## PROVIDED PASSAGE:
- - - - -

Exhibit 99.20

                               AVOCENT CORPORATION

                   COMMENTS BY MANAGEMENT ON FINANCIAL RESULTS

                       FOR THE QUARTER ENDED JUNE 30, 2006

                                AND OTHER MATTERS



Concurrently with the filing of this information, Avocent Corporation has issued
a press release containing financial information for the quarter ended June 30,
2006. The following commentary should be read in conjunction with that press
release (and the financial information attached to it).

About the Quarter

We were pleased with our results for the quarter. Revenue of $118 million was
within our guidance range and represents an increase of 31.8% from the second
quarter of 2005 and an increase of 25.7% from the first quarter of this year.

- - - - -

## THE TASKS:
A: For each statement below, say yes or no on whether the Avocent commentary supports it, and quote the words that decide it. (i) Revenue for the quarter was $118 million. (ii) Revenue dropped compared with the first quarter of this year. (iii) The commentary is meant to be read together with a press release.
B: From the Avocent commentary, copy out word for word everything from "We were pleased" down to "of this year.".

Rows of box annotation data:
- - - - -

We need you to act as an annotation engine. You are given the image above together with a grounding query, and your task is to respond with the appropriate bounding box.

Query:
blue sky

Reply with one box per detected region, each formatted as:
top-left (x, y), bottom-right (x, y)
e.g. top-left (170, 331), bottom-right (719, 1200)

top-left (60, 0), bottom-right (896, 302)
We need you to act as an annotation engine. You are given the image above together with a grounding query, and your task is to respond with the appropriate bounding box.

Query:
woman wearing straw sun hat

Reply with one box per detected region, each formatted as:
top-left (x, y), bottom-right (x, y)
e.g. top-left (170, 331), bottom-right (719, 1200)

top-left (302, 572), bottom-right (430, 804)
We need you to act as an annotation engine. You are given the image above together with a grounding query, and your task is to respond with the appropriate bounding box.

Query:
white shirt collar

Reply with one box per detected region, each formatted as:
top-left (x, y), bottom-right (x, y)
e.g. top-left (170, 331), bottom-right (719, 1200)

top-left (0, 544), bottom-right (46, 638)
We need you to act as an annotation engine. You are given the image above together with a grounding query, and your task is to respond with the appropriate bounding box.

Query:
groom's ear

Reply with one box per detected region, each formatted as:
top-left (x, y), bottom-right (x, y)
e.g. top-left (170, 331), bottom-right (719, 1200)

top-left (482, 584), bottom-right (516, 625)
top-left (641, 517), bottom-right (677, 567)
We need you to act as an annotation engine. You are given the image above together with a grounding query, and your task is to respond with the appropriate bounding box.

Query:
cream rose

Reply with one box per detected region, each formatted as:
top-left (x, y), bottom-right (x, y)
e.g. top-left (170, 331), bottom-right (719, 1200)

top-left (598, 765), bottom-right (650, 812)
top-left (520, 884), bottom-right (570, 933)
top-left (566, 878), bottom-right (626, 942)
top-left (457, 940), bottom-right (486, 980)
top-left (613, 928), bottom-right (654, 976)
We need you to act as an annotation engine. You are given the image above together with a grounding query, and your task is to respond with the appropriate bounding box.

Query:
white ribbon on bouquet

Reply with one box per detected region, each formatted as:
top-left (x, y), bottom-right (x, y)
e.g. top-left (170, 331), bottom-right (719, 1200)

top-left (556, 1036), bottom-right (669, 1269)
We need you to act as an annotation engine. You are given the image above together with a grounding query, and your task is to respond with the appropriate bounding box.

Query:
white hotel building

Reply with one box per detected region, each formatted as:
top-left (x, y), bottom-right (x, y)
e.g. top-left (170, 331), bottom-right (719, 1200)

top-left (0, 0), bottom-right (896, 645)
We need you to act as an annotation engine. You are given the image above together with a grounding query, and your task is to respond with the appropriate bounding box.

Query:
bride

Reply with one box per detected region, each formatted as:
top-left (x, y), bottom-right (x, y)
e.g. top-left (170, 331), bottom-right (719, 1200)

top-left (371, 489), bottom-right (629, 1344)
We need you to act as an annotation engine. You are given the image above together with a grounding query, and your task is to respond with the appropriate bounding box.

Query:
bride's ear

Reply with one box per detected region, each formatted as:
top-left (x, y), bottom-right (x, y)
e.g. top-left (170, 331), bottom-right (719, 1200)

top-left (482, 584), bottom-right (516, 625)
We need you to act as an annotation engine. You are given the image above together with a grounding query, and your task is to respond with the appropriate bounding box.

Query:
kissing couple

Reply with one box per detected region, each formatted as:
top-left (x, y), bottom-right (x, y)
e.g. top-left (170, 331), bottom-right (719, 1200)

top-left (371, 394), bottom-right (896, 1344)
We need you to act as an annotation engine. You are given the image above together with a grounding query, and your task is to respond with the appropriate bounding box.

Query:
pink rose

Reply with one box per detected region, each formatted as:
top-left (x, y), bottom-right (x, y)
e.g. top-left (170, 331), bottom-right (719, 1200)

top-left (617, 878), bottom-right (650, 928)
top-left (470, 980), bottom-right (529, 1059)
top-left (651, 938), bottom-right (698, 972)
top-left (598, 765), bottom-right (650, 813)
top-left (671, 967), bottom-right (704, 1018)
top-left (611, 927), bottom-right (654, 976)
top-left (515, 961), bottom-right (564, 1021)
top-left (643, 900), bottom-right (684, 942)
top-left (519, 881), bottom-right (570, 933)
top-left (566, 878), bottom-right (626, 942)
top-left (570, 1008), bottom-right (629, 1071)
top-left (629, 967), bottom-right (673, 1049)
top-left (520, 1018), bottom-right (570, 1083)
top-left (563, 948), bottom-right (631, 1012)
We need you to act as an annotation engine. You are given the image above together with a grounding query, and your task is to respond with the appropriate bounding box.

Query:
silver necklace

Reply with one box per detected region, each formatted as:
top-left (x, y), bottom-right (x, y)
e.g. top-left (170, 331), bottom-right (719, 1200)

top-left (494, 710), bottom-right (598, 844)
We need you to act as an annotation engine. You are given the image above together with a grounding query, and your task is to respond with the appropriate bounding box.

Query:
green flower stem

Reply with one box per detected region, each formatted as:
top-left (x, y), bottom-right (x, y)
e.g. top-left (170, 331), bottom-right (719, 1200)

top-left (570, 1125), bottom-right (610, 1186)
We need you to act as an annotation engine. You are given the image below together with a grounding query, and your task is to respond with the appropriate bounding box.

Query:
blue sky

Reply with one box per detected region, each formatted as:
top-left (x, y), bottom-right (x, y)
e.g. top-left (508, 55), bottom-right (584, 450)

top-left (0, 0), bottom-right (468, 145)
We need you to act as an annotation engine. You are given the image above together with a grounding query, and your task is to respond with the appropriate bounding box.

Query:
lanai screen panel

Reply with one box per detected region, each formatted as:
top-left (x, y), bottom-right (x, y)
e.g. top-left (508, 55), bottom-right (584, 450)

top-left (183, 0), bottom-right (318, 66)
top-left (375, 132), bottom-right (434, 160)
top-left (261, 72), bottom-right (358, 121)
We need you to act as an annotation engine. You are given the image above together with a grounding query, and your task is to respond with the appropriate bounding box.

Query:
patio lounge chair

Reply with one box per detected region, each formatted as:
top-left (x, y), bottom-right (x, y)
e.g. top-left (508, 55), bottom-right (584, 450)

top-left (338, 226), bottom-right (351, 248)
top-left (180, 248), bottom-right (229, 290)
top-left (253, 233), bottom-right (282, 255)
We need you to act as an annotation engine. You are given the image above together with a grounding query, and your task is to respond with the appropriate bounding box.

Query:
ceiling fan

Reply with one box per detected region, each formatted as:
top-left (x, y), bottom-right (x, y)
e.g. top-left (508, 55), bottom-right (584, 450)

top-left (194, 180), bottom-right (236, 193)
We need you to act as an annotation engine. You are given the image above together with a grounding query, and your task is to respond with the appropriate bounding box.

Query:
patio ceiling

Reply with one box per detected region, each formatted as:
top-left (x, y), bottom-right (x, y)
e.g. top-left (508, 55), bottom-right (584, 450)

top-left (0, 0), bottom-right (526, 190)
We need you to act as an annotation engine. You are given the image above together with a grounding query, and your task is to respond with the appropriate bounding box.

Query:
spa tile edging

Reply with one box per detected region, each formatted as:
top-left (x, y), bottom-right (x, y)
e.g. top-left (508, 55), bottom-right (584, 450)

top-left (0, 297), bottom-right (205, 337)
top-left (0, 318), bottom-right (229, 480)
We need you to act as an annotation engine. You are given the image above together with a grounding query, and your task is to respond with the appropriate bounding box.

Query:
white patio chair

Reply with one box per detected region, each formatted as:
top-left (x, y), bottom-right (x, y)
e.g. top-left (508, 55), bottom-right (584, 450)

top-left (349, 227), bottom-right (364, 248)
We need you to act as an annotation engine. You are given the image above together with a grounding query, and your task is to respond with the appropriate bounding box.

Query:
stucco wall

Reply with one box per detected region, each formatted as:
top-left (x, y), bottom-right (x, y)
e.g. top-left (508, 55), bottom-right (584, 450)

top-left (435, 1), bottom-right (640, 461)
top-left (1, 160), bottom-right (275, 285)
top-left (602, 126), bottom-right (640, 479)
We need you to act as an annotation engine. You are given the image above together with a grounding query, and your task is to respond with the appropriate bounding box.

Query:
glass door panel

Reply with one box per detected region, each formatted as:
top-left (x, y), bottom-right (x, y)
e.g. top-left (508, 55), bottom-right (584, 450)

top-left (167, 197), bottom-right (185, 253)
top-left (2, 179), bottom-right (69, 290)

- - - - -

## RESULTS:
A:
(i) Yes: "Revenue of $118 million was within our guidance range"
(ii) No: "an increase of 25.7% from the first quarter of this year"
(iii) Yes: "The following commentary should be read in conjunction with that press release"

B:
We were pleased with our results for the quarter. Revenue of $118 million was
within our guidance range and represents an increase of 31.8% from the second
quarter of 2005 and an increase of 25.7% from the first quarter of this year.